- EXERCISE DETAILS
Reproduce the items below, from their beginning up to and including the line containing "[(296, 234), (117, 336), (569, 46)]", with every request left intact. Offset each coordinate pair in the answers by adding 36 to both of its numbers, and leave the format samples within the requests unchanged.

- DATA RECORDS
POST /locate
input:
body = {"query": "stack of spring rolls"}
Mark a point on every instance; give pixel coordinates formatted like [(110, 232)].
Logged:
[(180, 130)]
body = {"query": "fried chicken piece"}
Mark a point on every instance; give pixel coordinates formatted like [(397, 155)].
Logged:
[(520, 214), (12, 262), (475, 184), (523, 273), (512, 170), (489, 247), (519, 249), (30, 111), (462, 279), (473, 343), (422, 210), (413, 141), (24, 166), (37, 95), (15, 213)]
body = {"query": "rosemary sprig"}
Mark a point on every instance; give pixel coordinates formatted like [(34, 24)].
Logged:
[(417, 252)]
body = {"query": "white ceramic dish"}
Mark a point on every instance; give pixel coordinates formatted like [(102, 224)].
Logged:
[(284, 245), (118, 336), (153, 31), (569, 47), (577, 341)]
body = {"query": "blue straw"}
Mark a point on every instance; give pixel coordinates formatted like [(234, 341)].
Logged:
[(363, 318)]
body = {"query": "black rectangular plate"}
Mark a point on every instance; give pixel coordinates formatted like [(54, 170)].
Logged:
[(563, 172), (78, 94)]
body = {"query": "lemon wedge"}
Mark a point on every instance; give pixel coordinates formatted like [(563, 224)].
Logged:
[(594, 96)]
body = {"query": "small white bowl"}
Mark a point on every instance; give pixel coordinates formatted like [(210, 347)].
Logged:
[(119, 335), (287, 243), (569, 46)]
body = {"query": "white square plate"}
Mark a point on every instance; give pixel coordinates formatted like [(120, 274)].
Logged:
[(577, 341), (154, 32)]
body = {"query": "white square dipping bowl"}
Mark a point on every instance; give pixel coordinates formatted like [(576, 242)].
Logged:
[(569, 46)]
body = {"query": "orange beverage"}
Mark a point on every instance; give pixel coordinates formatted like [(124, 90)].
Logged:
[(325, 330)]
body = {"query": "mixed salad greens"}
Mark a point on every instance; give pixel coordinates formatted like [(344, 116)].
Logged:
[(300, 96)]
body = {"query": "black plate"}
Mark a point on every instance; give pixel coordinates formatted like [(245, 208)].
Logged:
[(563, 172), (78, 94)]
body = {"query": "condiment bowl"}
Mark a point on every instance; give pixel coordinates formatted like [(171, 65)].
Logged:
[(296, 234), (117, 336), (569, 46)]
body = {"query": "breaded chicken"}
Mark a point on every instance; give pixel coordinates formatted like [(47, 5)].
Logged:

- THE COMPLETED TASK
POST /locate
input:
body = {"query": "stack of spring rolls"}
Mark a point on every instance; give pixel coordinates formatted like [(110, 232)].
Logged:
[(216, 166)]
body = {"query": "fried chicken piece"}
Mark a point on every instance; give pixel coordinates formatted like [(397, 155)].
Logged:
[(556, 250), (48, 298), (511, 220), (559, 309), (548, 206), (525, 283), (555, 285), (66, 147), (498, 315), (509, 379), (458, 246), (449, 177), (60, 202), (73, 131), (51, 249)]
body = {"query": "rosemary sprig"}
Mark a point on every instance; give pixel coordinates formatted like [(34, 24)].
Logged:
[(453, 288)]
body = {"query": "white ceramic dish"}
Mark a point on every instance; give pixel coordinates formatted like [(102, 224)].
Logged:
[(320, 281), (154, 372), (189, 67), (605, 83), (613, 377)]
body = {"query": "blue straw"}
Mark a point on every instance; give pixel coordinates formatted like [(234, 341)].
Logged:
[(399, 354)]
body = {"query": "black rectangular plate"}
Mark a point on every instance; give pixel coordinates formatted like [(54, 170)].
Logged:
[(599, 208), (114, 130)]
body = {"query": "lemon wedge"}
Mark a point on every instance; give pixel coordinates formatted like [(563, 224)].
Logged:
[(630, 132)]
body = {"query": "small white bowl"}
Mark a point on every instance; give pixel coordinates formatted like [(210, 347)].
Logged:
[(155, 371), (323, 279), (605, 82)]
body = {"query": "white square plate"}
Mark a point on every instance; give pixel coordinates formatted like [(120, 274)].
Logged:
[(613, 377), (190, 68)]
body = {"query": "white square dipping bowl"}
Mark a point on every instance; give pixel coordinates formatted like [(576, 242)].
Logged:
[(605, 82)]
body = {"query": "orange beverage"}
Mark a point on every instance; give pixel coordinates formatted like [(124, 90)].
Logged:
[(361, 366)]
body = {"query": "mixed salad greens"}
Mark a point on every instance; give pixel coordinates formatted like [(344, 116)].
Logged:
[(336, 132)]
body = {"query": "black plate"}
Mark a point on every instance; give pixel coordinates formatted like [(245, 208)].
Logged:
[(599, 208), (114, 130)]
body = {"query": "condiment bowl"}
Mark a point on every instance; give pixel coordinates formatted like [(171, 65)].
Logged:
[(332, 270), (153, 372), (605, 82)]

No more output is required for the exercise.